§ ÉNONCÉ: Recopiez telles quelles les lignes situées entre celle qui contient « shaped like <point>242,321</point>. » et celle qui contient « <point>1035,174</point> », ces deux lignes comprises.

§ DONNÉES FOURNIES:
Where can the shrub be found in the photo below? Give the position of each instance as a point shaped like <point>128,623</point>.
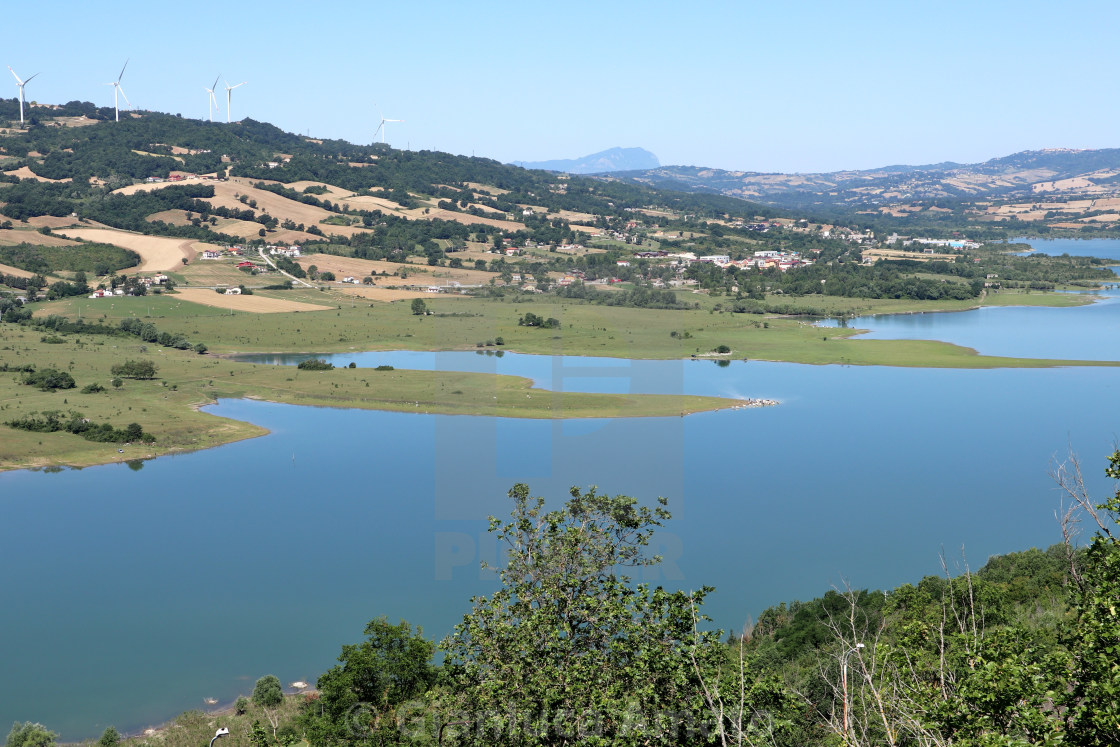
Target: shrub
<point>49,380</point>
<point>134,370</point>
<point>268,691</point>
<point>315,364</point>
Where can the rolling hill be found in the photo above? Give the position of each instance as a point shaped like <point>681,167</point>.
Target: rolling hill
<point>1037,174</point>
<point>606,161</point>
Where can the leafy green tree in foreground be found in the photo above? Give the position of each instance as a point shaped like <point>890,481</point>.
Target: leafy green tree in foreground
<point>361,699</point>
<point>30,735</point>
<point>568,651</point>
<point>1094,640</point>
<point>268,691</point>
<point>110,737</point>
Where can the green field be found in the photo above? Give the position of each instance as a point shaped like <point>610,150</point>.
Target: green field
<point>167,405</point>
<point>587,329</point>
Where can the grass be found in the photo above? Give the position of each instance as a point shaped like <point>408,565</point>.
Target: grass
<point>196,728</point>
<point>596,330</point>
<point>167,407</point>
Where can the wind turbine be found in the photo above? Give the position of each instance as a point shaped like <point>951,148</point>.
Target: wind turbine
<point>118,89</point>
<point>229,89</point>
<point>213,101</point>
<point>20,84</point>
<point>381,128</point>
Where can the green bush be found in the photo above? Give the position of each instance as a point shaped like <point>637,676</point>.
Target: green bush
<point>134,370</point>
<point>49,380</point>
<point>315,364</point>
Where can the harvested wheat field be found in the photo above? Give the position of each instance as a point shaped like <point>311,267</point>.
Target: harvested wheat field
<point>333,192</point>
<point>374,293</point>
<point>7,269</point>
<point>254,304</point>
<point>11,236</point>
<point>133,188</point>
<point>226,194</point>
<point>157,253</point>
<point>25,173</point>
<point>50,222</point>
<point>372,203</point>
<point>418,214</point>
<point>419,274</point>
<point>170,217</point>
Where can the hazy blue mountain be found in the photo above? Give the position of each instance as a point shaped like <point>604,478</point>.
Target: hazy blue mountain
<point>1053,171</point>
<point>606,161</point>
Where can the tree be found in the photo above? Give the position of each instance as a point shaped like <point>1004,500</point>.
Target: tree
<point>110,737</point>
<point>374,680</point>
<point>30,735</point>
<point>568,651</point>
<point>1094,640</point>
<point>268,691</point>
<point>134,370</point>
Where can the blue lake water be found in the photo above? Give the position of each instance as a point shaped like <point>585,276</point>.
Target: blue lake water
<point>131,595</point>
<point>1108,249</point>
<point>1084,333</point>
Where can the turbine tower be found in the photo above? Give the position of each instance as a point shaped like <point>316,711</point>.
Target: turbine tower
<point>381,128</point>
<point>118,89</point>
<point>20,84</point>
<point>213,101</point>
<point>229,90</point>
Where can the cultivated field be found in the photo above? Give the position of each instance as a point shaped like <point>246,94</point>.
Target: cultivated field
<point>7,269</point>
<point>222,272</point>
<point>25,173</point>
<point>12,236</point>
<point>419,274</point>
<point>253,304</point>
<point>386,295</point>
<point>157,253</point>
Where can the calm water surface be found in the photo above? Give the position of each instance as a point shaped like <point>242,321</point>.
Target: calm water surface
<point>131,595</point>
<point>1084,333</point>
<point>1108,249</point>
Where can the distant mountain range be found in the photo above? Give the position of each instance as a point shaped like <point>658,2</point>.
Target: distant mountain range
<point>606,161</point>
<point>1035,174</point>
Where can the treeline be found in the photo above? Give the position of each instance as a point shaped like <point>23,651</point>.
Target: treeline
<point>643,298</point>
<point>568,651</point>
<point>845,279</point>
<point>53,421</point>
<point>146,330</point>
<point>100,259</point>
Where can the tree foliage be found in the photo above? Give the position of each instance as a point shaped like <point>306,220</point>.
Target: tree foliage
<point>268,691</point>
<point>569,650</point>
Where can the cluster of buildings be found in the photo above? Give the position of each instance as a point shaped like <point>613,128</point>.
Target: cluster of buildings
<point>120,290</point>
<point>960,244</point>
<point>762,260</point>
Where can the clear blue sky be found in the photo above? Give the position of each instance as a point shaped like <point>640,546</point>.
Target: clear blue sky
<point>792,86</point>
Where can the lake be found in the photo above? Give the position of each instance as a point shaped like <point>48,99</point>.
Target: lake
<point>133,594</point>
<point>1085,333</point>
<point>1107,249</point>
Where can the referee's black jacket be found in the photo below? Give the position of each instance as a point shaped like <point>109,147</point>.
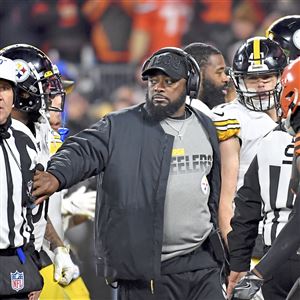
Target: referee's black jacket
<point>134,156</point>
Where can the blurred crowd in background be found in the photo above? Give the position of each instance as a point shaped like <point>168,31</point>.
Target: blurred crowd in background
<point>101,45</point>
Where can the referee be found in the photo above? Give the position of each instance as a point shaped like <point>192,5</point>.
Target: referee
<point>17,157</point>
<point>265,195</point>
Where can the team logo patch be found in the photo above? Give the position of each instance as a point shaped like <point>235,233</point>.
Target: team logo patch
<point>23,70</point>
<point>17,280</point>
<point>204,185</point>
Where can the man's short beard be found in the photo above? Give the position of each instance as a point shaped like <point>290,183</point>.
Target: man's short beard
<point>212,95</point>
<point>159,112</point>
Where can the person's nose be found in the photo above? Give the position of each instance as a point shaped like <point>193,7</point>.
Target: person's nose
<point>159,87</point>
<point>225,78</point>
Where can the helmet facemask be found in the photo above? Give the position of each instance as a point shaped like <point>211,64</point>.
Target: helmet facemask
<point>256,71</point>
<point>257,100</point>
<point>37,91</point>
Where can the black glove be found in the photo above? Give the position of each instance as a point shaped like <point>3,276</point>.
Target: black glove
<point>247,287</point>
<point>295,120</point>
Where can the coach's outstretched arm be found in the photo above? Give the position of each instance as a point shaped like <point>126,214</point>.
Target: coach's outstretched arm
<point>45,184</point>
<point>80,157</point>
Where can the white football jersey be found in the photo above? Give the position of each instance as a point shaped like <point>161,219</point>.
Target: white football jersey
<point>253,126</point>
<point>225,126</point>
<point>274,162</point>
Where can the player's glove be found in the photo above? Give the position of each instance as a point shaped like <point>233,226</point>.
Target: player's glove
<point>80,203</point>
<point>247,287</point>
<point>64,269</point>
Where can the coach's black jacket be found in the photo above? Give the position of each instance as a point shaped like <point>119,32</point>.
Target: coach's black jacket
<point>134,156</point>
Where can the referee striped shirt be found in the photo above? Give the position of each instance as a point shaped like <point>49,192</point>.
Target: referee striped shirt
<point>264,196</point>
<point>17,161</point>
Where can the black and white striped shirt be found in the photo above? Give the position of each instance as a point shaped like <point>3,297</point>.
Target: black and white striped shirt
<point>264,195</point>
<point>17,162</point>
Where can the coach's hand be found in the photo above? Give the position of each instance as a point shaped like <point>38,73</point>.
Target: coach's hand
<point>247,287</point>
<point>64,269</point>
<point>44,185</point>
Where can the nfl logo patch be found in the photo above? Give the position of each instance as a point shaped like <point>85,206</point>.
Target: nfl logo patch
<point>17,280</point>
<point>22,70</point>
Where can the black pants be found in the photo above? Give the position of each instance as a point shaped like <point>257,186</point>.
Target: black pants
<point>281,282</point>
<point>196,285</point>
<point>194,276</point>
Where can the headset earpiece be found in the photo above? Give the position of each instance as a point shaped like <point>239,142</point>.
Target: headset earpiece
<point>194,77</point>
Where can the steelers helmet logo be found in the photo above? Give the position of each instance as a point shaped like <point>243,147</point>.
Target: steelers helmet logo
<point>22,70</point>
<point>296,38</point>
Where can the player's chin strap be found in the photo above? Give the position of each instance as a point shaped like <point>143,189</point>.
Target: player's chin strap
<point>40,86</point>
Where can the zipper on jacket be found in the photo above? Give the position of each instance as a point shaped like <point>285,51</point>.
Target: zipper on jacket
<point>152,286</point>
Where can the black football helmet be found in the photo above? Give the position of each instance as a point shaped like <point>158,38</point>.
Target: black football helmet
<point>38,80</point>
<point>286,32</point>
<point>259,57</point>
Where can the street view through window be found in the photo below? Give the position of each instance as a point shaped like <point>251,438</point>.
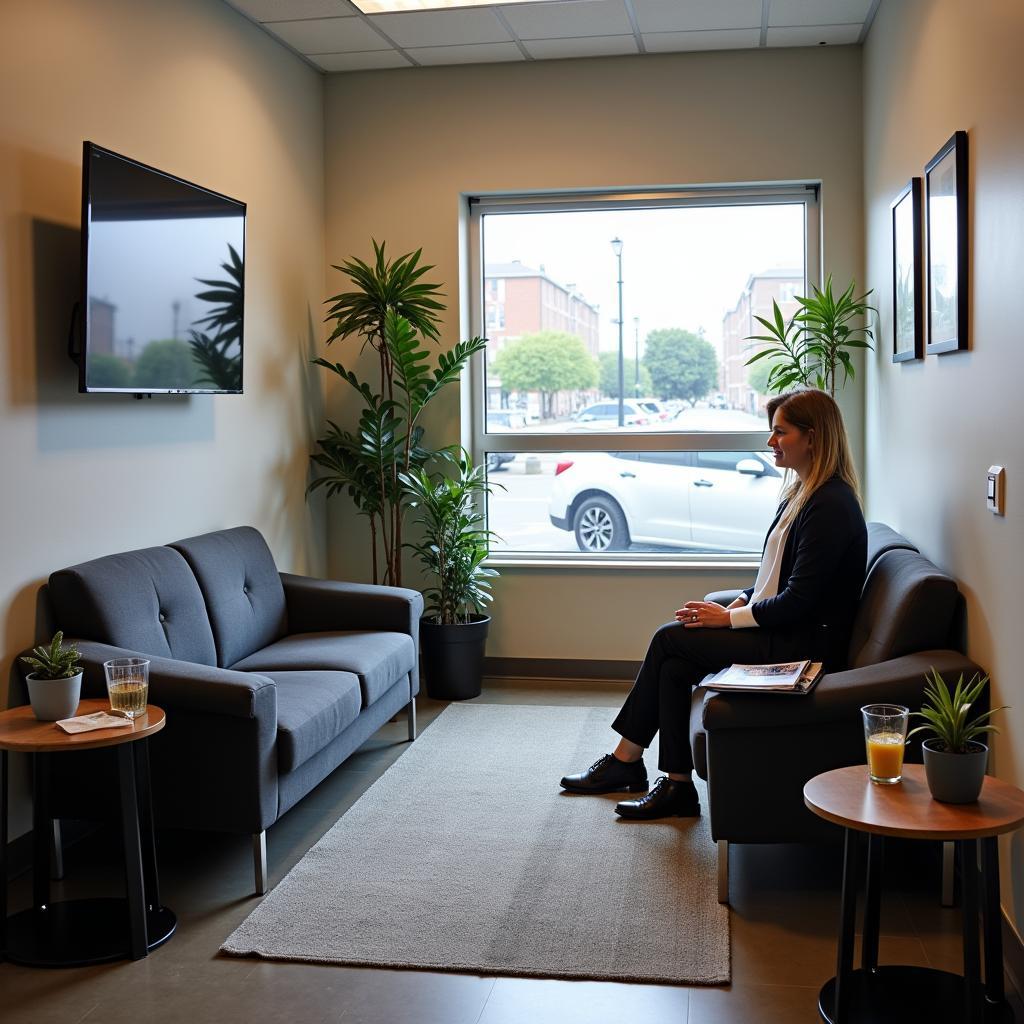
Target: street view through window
...
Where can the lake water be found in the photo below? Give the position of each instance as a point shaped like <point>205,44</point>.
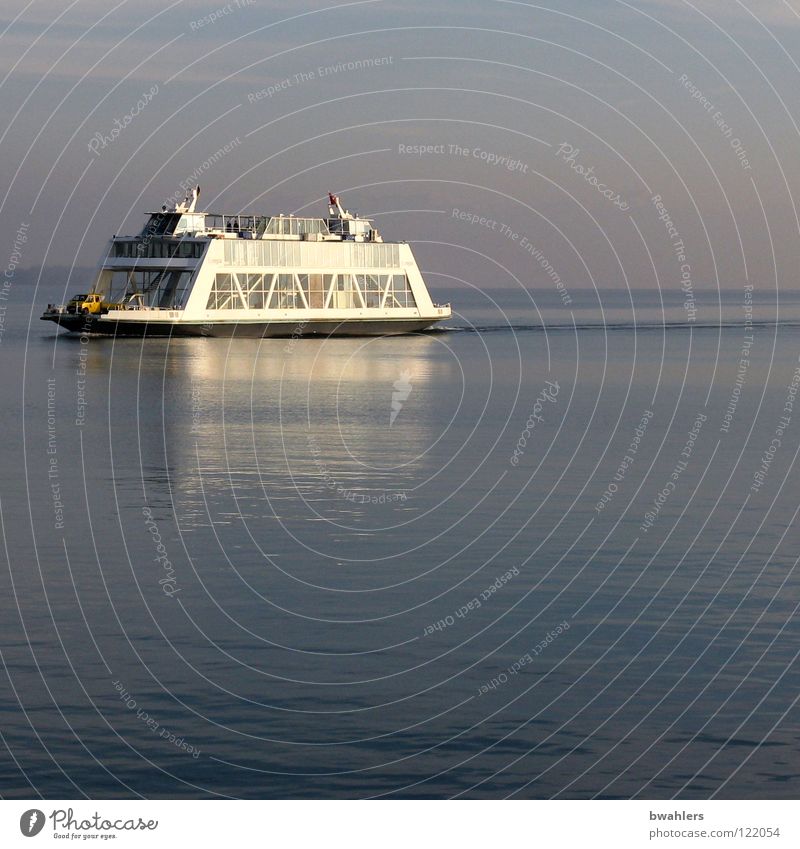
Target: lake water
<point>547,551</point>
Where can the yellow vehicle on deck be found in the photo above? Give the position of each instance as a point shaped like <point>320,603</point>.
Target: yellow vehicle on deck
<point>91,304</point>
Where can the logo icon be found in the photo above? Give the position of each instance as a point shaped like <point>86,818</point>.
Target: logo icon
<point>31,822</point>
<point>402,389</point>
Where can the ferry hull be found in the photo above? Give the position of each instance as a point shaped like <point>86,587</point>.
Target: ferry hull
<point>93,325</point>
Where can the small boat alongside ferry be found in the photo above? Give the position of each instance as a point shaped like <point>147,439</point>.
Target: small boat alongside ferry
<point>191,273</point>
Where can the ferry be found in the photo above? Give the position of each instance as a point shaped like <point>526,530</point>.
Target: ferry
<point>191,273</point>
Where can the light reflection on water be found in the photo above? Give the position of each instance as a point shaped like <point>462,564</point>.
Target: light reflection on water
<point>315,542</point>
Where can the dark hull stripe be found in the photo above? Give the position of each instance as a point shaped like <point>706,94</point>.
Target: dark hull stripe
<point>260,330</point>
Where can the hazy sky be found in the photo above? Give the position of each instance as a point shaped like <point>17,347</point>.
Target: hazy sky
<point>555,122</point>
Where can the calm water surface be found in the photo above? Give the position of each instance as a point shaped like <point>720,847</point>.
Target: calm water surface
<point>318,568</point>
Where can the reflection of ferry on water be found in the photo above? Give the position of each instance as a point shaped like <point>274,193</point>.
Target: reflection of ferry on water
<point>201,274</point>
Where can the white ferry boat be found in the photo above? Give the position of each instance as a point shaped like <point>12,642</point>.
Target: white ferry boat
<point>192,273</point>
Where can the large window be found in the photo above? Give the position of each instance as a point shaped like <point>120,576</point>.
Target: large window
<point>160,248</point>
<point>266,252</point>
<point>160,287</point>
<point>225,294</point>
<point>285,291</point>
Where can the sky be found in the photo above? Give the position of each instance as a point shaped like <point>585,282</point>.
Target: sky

§ CORRIGÉ:
Where can the calm water surface be found in the photo above? Give the position of each instance as a point shaped like <point>242,321</point>.
Target: calm water surface
<point>131,595</point>
<point>1084,333</point>
<point>1108,249</point>
Where can the distant mountain range be found in the photo above? Give the position of each instance as a point shaped like <point>658,2</point>.
Target: distant mountain range
<point>606,161</point>
<point>1035,174</point>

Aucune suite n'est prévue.